▸ Source extract
### Spark Streaming Analysis
*  What is the processing paradigm used in Spark Streaming?
  * Spark Streaming processes data in small, discrete batches. This approach enables near real-time processing by continuously ingesting, processing, and outputting data in small time intervals.
* What parameters define a Spark Streaming context?
  *  Spark cluster master URL, AppName, and Batch Time Interval

* What are the transformations used in Spark Streaming?
  * Stateless
    * These transformations operate on individual batches of data independently, such as map, flatMap, filter, etc.
  
  * Stateful transformation
    * These transformations maintain state across batches, enabling operations like windowed aggregations, sessionization, etc.,
* What are the ways that Spark Streaming is being leveraged?
  * Event Triggers: Responding to specific events or triggers in real-time data streams.

▸ Dataset excerpt

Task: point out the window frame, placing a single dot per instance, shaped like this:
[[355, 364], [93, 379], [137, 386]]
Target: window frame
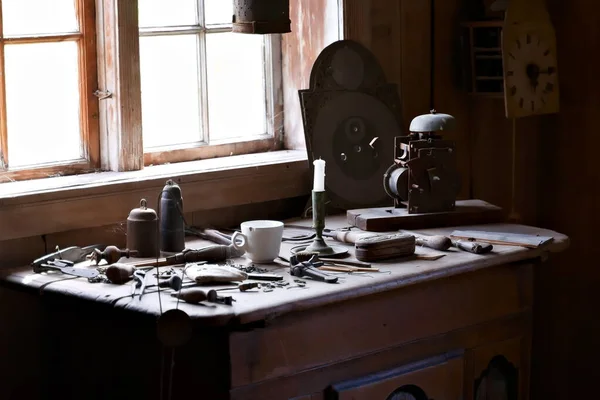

▸ Problem to work on
Which three parameters define a Spark Streaming context, according to the Spark Streaming notes? Rely only on the Spark Streaming notes when answering.

▸ Answer below
Spark cluster master URL, AppName, and Batch Time Interval.